- [DATA FOR PROCESSING]
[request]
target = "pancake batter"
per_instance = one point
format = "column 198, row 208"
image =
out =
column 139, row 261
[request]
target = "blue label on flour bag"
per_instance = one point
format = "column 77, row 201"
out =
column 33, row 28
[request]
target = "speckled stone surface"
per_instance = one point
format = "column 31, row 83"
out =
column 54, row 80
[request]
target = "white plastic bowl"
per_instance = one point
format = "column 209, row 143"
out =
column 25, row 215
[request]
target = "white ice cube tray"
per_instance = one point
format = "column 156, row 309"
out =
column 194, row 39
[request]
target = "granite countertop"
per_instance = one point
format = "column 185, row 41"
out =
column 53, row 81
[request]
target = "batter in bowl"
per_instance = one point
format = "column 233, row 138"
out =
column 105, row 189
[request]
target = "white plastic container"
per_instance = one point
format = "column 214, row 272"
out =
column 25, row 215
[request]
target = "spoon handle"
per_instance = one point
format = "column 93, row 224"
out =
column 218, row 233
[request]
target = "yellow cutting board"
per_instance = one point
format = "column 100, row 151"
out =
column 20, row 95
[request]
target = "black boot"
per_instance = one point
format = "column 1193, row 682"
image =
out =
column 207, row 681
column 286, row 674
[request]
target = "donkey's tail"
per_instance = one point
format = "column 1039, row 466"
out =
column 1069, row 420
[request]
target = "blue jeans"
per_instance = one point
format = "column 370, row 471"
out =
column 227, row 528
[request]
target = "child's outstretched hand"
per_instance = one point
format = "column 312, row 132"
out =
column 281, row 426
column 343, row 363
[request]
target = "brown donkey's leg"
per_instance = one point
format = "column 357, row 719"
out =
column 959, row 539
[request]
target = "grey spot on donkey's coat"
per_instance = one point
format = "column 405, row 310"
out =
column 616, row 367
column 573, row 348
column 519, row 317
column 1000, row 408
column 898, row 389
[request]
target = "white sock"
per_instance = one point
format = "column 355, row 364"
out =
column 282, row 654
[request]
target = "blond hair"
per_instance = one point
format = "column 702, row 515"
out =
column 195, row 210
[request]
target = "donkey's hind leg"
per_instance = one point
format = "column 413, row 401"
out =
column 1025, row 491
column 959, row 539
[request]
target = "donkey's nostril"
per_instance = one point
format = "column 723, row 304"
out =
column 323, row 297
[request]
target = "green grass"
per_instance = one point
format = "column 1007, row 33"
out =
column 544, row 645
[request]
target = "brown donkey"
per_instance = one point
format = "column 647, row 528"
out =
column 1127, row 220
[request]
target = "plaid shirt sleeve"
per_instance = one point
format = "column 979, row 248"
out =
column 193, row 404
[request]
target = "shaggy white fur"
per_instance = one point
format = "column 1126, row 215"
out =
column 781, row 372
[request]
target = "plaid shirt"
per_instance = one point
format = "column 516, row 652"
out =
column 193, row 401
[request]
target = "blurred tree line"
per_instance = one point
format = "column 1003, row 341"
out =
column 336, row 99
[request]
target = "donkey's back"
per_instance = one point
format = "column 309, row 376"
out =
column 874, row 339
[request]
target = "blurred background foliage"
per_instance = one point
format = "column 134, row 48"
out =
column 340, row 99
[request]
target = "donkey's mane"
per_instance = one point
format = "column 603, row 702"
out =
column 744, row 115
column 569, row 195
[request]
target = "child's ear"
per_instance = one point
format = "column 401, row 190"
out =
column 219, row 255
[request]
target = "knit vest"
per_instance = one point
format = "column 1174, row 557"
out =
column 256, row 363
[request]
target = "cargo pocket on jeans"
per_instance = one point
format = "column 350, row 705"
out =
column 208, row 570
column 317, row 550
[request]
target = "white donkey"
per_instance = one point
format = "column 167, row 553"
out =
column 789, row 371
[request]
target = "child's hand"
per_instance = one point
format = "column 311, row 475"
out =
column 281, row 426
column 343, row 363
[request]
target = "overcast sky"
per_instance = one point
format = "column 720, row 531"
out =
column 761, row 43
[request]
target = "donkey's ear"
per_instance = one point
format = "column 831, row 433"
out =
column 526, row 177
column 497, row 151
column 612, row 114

- [EXERCISE GOAL] Rewrite the whole listing above, replacing every "one point" with "a single point" and keeping everything else identical.

- [RESULT OF THE EXERCISE]
[request]
target = "pancake batter"
per_instance = a single point
format = "column 198, row 208"
image =
out =
column 139, row 261
[request]
target = "blue label on flour bag"
per_instance = a single point
format = "column 77, row 201"
out =
column 33, row 28
[request]
target = "speckled stone surface"
per_instance = a single point
format = "column 31, row 83"
out =
column 54, row 80
[request]
target = "white plastic bowl"
per_instance = a single point
format = "column 209, row 143"
out =
column 25, row 215
[request]
target = "white ice cube tray"
per_instance = a single point
format = "column 156, row 309"
out =
column 194, row 39
[request]
target = "granite countertop"
per_instance = a single point
format = "column 185, row 41"
out =
column 53, row 81
[request]
target = "batter in bowl"
per_instance = a single point
format = "column 233, row 138"
out =
column 105, row 189
[request]
target = "white plastic container"
per_instance = a single point
format = "column 214, row 272"
out =
column 25, row 215
[request]
target = "spoon handle"
per_instance = a single point
format = "column 93, row 224"
out =
column 218, row 233
[request]
target = "yellow cutting board"
per_instance = a single point
format = "column 100, row 151"
out =
column 20, row 95
[request]
target = "black boot"
per_instance = a single point
format = "column 1193, row 682"
image =
out =
column 207, row 681
column 286, row 674
[request]
target = "donkey's tail"
per_instance = a single point
format = "column 1039, row 466"
out =
column 1069, row 420
[request]
target = "blue jeans"
per_instance = a single point
format = "column 370, row 471"
out =
column 227, row 528
[request]
target = "child's outstretched hand"
per_instance = a single point
format = "column 312, row 132"
out =
column 281, row 426
column 343, row 363
[request]
target = "brown donkey's leg"
per_instance = a single point
format = "column 357, row 719"
out =
column 959, row 539
[request]
target = "grey spot on donkey's coat"
per_instance = a single point
format = "column 405, row 310"
out =
column 616, row 367
column 573, row 348
column 519, row 317
column 1000, row 408
column 898, row 389
[request]
target = "white sock"
per_instance = a single point
format = "column 355, row 364"
out =
column 282, row 654
[request]
target = "blond hair"
per_instance = a single point
format = "column 702, row 515"
out =
column 195, row 210
[request]
target = "donkey's hind leg"
per_instance = a single point
format = "column 413, row 401"
out =
column 1025, row 491
column 959, row 539
[request]
target = "donkey's nostril"
per_instance = a single point
format = "column 723, row 304"
out =
column 323, row 297
[request]
target = "green grass"
per_instance = a single point
format = "column 1007, row 33"
out =
column 544, row 645
[request]
target = "brown donkey"
per_instance = a single point
format = "column 647, row 528"
out =
column 1127, row 220
[request]
target = "plaid shirt sleeve"
per_instance = a single point
format = "column 979, row 248"
out =
column 193, row 404
[request]
target = "shaggy white fur"
per_instance = a single point
format = "column 1126, row 215"
out =
column 781, row 372
[request]
target = "plaid shirt"
per_instance = a single point
format = "column 516, row 652"
out =
column 193, row 401
[request]
target = "blurred tree line"
per_instance = a single point
format = "column 1003, row 341"
out =
column 336, row 99
[request]
target = "donkey's back"
per_instance = a single point
format = "column 309, row 376"
out =
column 874, row 339
[request]
target = "blurred background foliage"
per_instance = a single point
format = "column 134, row 48"
out =
column 340, row 99
[request]
target = "donkey's mane"
per_instance = a single point
format = "column 603, row 702"
out =
column 744, row 115
column 569, row 195
[request]
target = "child's ear"
per_instance = a single point
format = "column 401, row 190"
out =
column 219, row 255
[request]
target = "knit vest"
per_instance = a single point
format = "column 1174, row 557"
out =
column 256, row 363
[request]
target = "cargo pocket on jeans"
per_instance = a single point
format = "column 350, row 705"
out =
column 208, row 570
column 317, row 550
[request]
target = "white donkey"
per_instance = a single point
format = "column 167, row 553"
out =
column 789, row 371
[request]
target = "child's hand"
per_instance = a single point
format = "column 311, row 475"
out =
column 281, row 426
column 343, row 363
[request]
target = "overcast sky"
per_instance = a single point
format = "column 720, row 531"
out =
column 761, row 43
[request]
target = "donkey's ear"
per_instance = a single point
format = "column 831, row 433"
out =
column 526, row 177
column 497, row 151
column 612, row 114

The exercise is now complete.